-- Directive --
Identify every line in the records that contains the string "edge" and copy each one. Case counts.

-- Entries --
+ + +
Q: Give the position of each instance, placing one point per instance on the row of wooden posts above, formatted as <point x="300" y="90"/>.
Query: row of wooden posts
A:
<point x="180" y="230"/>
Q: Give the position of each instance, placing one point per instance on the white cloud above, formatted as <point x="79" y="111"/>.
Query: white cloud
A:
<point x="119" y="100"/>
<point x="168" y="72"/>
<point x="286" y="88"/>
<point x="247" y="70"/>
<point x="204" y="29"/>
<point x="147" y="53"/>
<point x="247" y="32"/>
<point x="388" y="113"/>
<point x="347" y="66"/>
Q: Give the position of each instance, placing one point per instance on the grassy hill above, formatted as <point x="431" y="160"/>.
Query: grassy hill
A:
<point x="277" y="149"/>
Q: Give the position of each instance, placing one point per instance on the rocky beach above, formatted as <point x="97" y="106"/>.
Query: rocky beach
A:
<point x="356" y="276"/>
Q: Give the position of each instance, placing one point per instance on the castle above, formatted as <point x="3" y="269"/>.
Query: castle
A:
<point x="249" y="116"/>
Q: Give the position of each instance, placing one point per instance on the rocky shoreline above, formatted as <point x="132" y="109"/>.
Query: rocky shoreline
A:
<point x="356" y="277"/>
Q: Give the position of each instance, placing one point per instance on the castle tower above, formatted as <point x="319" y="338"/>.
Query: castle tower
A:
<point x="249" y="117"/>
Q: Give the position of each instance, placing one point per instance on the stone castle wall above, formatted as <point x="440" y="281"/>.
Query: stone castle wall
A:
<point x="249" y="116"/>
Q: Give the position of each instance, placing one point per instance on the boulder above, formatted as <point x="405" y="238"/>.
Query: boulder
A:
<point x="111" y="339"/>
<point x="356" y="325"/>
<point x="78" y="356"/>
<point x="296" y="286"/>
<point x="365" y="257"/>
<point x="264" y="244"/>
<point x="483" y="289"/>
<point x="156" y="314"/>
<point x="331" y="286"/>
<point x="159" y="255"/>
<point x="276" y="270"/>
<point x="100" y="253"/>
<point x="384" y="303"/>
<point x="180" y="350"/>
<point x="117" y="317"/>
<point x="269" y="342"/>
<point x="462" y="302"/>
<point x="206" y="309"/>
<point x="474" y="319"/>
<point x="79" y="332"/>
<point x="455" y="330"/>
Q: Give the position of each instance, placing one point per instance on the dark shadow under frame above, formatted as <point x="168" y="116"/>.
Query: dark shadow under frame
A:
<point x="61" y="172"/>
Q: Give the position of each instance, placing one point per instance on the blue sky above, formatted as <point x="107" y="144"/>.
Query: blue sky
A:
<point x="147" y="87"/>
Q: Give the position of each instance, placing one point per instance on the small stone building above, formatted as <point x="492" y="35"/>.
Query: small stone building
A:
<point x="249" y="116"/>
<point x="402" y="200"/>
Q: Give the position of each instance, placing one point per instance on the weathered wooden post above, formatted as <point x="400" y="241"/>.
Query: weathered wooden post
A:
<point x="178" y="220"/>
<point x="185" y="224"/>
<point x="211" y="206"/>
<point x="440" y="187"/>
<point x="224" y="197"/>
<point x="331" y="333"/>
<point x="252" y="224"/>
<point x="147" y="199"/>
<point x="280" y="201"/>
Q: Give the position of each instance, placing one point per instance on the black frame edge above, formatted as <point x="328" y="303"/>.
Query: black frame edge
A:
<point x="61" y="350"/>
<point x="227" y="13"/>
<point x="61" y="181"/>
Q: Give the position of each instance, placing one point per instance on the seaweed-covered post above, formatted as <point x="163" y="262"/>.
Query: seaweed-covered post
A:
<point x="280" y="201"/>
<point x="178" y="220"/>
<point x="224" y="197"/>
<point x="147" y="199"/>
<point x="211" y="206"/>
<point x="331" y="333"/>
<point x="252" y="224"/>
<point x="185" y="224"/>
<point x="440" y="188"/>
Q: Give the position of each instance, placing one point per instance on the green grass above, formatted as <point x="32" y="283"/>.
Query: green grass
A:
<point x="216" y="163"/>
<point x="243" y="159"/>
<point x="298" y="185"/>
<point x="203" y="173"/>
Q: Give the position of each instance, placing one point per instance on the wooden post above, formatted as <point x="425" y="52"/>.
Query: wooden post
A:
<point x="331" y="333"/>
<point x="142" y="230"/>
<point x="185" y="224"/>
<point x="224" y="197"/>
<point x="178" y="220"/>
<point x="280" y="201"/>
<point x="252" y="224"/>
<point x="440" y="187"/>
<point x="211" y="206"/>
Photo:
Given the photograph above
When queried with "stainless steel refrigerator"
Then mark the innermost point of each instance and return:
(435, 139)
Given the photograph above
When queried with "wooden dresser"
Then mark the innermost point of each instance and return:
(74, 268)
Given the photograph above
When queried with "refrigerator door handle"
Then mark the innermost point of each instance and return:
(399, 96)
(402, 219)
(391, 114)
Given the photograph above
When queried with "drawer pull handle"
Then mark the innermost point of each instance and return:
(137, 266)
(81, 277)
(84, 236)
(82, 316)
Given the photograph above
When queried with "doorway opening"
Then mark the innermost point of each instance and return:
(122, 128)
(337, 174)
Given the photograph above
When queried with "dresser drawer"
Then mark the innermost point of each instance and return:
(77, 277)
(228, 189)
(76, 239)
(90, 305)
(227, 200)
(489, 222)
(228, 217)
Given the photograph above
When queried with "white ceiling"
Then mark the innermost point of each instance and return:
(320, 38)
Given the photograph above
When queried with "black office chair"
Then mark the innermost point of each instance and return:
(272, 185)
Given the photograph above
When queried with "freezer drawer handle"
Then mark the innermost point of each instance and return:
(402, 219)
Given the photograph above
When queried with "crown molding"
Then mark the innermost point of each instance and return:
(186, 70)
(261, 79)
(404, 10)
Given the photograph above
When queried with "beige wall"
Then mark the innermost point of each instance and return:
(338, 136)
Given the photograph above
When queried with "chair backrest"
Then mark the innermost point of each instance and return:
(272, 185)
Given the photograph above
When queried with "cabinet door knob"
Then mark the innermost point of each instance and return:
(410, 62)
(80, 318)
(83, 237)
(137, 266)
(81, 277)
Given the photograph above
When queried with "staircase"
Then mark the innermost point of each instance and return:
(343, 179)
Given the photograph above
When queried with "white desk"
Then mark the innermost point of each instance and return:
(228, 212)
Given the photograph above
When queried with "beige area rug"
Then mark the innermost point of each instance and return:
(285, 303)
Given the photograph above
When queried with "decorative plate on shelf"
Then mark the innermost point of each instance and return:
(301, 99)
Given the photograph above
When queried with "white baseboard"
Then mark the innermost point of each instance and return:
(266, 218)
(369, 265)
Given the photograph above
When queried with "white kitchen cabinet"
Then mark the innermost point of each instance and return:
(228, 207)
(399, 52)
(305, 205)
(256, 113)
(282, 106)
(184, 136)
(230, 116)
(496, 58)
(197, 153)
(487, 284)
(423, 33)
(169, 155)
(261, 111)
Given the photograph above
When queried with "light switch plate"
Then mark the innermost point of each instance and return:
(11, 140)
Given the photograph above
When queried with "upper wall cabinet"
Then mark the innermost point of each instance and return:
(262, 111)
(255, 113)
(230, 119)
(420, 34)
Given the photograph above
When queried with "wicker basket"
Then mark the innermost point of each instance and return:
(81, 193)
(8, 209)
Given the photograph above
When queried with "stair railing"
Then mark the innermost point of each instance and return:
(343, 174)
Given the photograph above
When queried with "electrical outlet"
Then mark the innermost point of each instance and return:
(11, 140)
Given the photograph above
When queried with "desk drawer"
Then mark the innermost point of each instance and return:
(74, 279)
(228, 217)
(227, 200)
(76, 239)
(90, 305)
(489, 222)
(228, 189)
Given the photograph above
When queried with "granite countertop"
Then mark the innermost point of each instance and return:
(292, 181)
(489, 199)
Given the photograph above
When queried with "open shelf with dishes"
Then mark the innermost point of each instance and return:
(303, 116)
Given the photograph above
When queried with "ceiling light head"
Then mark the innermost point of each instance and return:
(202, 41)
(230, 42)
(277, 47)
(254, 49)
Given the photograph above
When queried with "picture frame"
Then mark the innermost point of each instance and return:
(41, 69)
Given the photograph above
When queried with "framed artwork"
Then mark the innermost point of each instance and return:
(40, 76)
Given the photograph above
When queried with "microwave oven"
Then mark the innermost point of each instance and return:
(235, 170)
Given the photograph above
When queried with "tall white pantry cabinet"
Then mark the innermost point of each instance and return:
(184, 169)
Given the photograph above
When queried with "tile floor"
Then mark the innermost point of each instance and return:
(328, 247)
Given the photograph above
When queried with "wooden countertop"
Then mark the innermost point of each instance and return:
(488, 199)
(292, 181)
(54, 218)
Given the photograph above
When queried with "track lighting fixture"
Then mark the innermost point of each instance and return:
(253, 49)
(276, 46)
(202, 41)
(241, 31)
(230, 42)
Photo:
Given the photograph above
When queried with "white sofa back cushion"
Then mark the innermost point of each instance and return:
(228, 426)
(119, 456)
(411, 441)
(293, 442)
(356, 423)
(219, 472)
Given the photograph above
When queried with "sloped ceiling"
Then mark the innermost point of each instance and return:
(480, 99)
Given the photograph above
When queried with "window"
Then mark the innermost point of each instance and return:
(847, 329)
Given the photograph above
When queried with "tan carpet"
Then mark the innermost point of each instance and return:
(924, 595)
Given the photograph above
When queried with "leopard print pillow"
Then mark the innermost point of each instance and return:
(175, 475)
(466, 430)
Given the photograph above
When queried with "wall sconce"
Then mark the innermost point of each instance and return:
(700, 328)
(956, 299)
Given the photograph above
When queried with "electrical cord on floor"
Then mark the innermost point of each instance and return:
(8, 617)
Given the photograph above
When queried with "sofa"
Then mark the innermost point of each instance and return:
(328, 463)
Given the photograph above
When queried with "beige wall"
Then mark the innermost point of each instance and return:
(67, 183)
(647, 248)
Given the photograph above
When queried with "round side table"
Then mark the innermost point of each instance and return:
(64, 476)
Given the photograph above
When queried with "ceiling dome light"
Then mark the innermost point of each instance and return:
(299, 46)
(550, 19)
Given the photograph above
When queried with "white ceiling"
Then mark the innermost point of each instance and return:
+ + +
-- Response to this exercise --
Q: Give the position of each instance, placing one point per instance on the black frame edge above, formatted as <point x="328" y="303"/>.
Query: black frame edge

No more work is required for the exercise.